Work task: All of the records must be set down again word for word.

=== Begin Enclosure ===

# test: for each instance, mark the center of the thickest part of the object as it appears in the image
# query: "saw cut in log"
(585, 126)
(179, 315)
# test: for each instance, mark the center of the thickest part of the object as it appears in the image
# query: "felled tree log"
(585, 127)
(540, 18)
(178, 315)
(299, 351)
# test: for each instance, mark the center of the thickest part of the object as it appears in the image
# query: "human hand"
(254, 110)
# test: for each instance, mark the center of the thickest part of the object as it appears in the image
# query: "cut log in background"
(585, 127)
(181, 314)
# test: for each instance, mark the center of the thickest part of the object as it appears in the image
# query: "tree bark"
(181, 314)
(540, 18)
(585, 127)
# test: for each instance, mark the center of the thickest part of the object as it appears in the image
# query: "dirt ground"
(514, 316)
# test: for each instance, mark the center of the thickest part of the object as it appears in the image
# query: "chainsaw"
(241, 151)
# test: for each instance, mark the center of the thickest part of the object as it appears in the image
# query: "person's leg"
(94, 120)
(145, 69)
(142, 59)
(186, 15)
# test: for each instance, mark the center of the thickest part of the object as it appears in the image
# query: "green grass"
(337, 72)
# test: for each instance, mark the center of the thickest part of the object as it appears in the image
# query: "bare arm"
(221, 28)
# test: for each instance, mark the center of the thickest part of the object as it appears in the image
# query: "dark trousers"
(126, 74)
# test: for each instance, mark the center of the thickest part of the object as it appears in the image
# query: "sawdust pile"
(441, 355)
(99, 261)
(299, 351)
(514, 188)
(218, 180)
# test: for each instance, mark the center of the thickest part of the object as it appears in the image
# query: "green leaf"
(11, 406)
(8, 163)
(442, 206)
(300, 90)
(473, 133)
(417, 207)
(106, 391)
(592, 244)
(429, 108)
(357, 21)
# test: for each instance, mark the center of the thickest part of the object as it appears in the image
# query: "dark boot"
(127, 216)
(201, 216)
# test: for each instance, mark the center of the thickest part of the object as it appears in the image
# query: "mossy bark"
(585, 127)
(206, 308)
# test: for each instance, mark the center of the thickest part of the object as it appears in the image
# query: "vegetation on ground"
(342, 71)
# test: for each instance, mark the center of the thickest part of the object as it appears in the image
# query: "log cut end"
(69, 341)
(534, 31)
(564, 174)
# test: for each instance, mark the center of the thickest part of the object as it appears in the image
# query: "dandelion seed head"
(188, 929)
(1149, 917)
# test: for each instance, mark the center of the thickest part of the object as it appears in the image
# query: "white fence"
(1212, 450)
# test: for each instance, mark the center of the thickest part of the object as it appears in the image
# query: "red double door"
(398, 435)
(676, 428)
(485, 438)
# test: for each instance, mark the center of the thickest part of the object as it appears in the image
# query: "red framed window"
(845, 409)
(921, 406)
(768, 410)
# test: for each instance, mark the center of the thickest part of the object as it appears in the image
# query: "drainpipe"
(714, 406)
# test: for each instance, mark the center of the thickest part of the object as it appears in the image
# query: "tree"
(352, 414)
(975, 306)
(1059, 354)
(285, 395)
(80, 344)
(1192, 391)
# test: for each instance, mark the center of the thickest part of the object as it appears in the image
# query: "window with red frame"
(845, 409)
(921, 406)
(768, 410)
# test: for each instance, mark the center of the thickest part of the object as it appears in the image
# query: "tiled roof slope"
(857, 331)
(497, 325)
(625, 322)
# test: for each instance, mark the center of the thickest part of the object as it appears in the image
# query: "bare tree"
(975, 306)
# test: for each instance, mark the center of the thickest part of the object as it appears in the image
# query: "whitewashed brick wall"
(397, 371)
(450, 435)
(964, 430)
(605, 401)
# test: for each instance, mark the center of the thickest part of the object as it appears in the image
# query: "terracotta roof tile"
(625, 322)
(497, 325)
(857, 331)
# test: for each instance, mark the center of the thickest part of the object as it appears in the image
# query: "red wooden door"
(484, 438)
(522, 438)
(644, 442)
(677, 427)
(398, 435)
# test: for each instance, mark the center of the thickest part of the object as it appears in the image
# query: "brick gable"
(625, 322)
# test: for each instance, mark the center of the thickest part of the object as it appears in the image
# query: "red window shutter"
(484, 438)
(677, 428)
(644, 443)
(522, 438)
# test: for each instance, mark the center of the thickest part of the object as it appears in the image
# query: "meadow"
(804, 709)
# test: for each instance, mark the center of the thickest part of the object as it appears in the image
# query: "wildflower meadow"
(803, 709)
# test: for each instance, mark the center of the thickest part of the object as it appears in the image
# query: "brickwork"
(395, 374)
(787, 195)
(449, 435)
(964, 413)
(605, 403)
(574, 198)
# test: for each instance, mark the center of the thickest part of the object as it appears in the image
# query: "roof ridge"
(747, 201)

=== End Enclosure ===

Answer:
# test: for each instance, mark the center of the thickest part of the object as it appears in the image
# query: "saw cut in log"
(585, 126)
(179, 315)
# test: for each instance, mark the center of the thickest part of the object as it appears in the image
# query: "felled tree log"
(585, 127)
(540, 18)
(178, 315)
(299, 351)
# test: for each instance, mark the center of the thickest part of the object as it appears in the image
# query: "human hand"
(254, 110)
# test: for each instance, mark the center of the thickest part of the object as it appears in the image
# query: "cut log in background"
(585, 127)
(181, 314)
# test: for each instance, mark the center of the thickest part of the object as it appears in the image
# query: "tree bark"
(181, 314)
(540, 18)
(585, 127)
# test: for each instance, mark the center of the thickest part of the object as it appears in the image
# query: "dirt ground"
(514, 316)
# test: for each instance, mark the center of the thickest part of the object as it appears in the image
# query: "chainsaw"
(241, 151)
# test: for each instance, mark the center of the thickest part of the object as it appears in the image
# query: "person's leg"
(94, 120)
(145, 69)
(142, 59)
(186, 15)
# test: for each instance, mark the center of the thickest part of the object as it appears in the image
# query: "green grass"
(337, 72)
# test: for each instance, mark the center of the thickest part of the object as it appears in the image
# query: "bare arm"
(221, 28)
# test: for each instance, mark the center of the thickest part of the object as it appears in the image
# query: "dark trousers"
(126, 74)
# test: for each instance, mark the center of the thickest part of the object as it appears in the image
# query: "sawdust pile"
(441, 355)
(99, 261)
(299, 351)
(514, 188)
(218, 180)
# test: for each instance, mark the center of the thickest part of the object as it appears in the image
# query: "green leaf"
(11, 406)
(8, 163)
(442, 206)
(300, 90)
(473, 133)
(417, 207)
(106, 391)
(592, 244)
(429, 108)
(357, 21)
# test: for each instance, mark the center of the thickest part of the object as it appears in the image
# query: "dark boot"
(127, 216)
(201, 216)
# test: for each instance, mark the center of the thickest part of the object as it appears in the image
# query: "mossy bark"
(585, 127)
(206, 308)
# test: for each instance, mark the center of the thickest part of the object as it appears in the image
# query: "vegetation on ground"
(342, 71)
# test: for each instance, mark the center of the thickest part of the object as it appears in the image
# query: "log cut end"
(69, 341)
(534, 31)
(564, 174)
# test: for each instance, mark the center of the thickest part of the object as it appears in the image
# query: "dandelion seed head"
(188, 929)
(1149, 917)
# test: for each instance, mark the center of the thickest part of the object as it appears in the image
# query: "white fence"
(1212, 450)
# test: for each instance, mark the center of the thickest part of the object as it appears in the image
# query: "red double door"
(398, 435)
(676, 428)
(485, 438)
# test: for each instance, mark the center of the thickest part of the object as it appears in the image
# query: "red framed window"
(845, 409)
(921, 406)
(768, 410)
# test: for each instance, mark the center of the thickest part of the object as it appears in the image
# query: "drainpipe"
(714, 406)
# test: for each instance, mark the center of the thickest part of the object as it appears in the image
# query: "tree"
(352, 414)
(975, 306)
(1059, 354)
(285, 395)
(80, 344)
(1192, 391)
# test: for each instance, mark the center of the thickest part of the object as it appears in the image
# query: "window with red frame"
(845, 409)
(921, 406)
(768, 410)
# test: for each instance, mark the center of the thickest part of the object as it appears in the image
# query: "tiled roof slope"
(857, 331)
(497, 325)
(625, 322)
# test: for each instance, mark the center of the thickest part of the object as it appears in the image
# query: "bare tree"
(975, 306)
# test: for each instance, mark the center of the thickest part of the object as it appears in the image
# query: "whitewashed brick wall"
(397, 371)
(450, 435)
(964, 430)
(605, 401)
# test: for each instance, mark the center of the thickest part of the object as it appears in the image
# query: "terracotta roof tile"
(625, 322)
(497, 325)
(857, 331)
# test: for each instance, mark the center of the thickest part of the object as it appears in the image
# query: "red wooden door"
(484, 438)
(522, 438)
(644, 442)
(677, 427)
(398, 435)
# test: for each instance, mark the center of the thickest part of the object as it appears in the image
# query: "brick gable"
(625, 322)
# test: for each instance, mark the center of the thickest part of the object as it appears in the image
# query: "red window shutter"
(484, 438)
(677, 428)
(644, 443)
(522, 438)
# test: for each instance, mark the center of the thickest part of the object as it appears in the image
# query: "meadow"
(804, 709)
# test: for each instance, mark the center of the thickest part of the object as it appears in the image
# query: "wildflower meadow"
(803, 709)
# test: for each instance, mark the center of the thickest part of the object as it appears in the image
# query: "brickwork"
(395, 374)
(787, 195)
(449, 435)
(964, 413)
(605, 403)
(574, 198)
# test: for each instance, mark the center of the thickest part of the object as it appears in the image
# query: "roof ridge"
(747, 201)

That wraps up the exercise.